▶ **SET EXERCISE**
Extract all of the entries and set them down verbatim.

▶ **INFORMATION SUPPLIED**
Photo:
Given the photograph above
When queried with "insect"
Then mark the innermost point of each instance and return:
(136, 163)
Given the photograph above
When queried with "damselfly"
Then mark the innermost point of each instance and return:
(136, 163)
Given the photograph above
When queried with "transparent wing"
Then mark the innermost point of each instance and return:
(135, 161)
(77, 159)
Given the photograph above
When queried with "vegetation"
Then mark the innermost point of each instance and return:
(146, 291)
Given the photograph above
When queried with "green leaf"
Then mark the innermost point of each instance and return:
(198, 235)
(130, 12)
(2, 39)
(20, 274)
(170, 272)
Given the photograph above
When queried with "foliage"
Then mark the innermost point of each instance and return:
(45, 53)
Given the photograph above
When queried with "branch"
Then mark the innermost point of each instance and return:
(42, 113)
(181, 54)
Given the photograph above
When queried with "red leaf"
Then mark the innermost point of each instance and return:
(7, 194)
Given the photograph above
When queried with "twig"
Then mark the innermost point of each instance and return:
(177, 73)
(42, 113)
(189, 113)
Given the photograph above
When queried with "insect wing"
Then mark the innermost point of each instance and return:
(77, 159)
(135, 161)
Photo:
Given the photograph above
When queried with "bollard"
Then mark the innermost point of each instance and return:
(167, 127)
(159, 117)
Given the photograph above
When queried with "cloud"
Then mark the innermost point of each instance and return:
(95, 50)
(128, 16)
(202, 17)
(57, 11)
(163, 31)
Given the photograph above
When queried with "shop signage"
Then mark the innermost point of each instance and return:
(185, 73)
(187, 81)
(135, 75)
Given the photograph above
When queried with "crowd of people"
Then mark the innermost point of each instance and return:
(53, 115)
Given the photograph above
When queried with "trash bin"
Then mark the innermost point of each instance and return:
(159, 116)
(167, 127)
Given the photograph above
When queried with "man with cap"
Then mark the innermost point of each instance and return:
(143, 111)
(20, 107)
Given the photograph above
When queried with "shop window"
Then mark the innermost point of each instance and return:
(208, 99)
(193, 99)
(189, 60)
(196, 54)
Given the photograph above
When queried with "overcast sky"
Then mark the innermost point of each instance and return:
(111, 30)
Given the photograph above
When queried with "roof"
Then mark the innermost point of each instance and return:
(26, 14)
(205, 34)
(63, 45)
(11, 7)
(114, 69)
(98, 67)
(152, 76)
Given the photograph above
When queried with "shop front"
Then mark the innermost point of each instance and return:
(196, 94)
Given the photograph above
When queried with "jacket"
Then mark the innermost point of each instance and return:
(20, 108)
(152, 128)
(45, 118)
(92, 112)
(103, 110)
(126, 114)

▶ **THE OUTPUT**
Photo:
Given the photograph above
When queried with "insect"
Then mark the innermost point of each instance and return:
(136, 163)
Given the photograph above
When queried with "damselfly"
Then mark the innermost point of each instance and return:
(136, 163)
Given the photograph above
When queried with "transparent wing"
Then mark the innermost point of each instance and return:
(135, 161)
(77, 159)
Given the photograph above
When queried with "vegetation"
Then mark the innermost point of each instance and return:
(146, 291)
Given the photograph above
When queried with "green leaf"
Then mark the innermost point of each instance and return:
(198, 235)
(130, 12)
(2, 39)
(20, 274)
(170, 272)
Given the photograph above
When queried with "foliage"
Then mark the innermost point of each instance and return:
(45, 53)
Given the photograph above
When queried with "branch"
Then mark the innermost point of each instance and return:
(42, 113)
(181, 54)
Given the photograph above
When queried with "red leaf"
Then mark the innermost point of each instance and return:
(7, 194)
Given the photograph above
When queried with "twig"
Then mark the innermost point of each instance and return:
(177, 73)
(42, 113)
(189, 113)
Given the photograph above
When queried with "insect wing"
Then mark the innermost point of each instance and return:
(77, 159)
(135, 161)
Photo:
Given the photograph above
When queried with "bollard"
Then mark the innermost point of each instance and return:
(167, 127)
(159, 117)
Given the photograph above
When queried with "cloud"
Then mark the innermost point of each instance and return:
(95, 50)
(128, 16)
(202, 17)
(57, 11)
(163, 31)
Given the photograph above
When queried with "shop signage"
Then mark the innermost point of each instance and return:
(185, 73)
(187, 81)
(135, 75)
Given the photograph above
When queried with "crowd of people"
Then mark the innermost point of each instance and return:
(53, 115)
Given the photograph above
When queried with "trash bin"
Then mark the innermost point of each instance and return:
(159, 116)
(167, 127)
Given the photograph above
When queried with "man with cap"
Then mark the innermost point of each instance and return:
(143, 111)
(20, 107)
Given the photograph above
When queried with "shop window"
Then mark the innermost point of each instance and return:
(208, 99)
(193, 99)
(189, 60)
(196, 54)
Given the photograph above
When queried with "overcast sky"
Then mark the innermost point of each instance and return:
(111, 30)
Given the photograph above
When queried with "roof"
Then mark the innermost point of each instance and return:
(26, 14)
(205, 34)
(63, 45)
(11, 7)
(114, 69)
(98, 67)
(152, 76)
Given the photograph above
When queried with "shop front"
Then mark the innermost point of each instance and return:
(196, 94)
Given the photograph above
When queried with "jacket"
Then mark the innermost point of each instance and return:
(20, 108)
(152, 128)
(45, 118)
(92, 112)
(103, 110)
(126, 114)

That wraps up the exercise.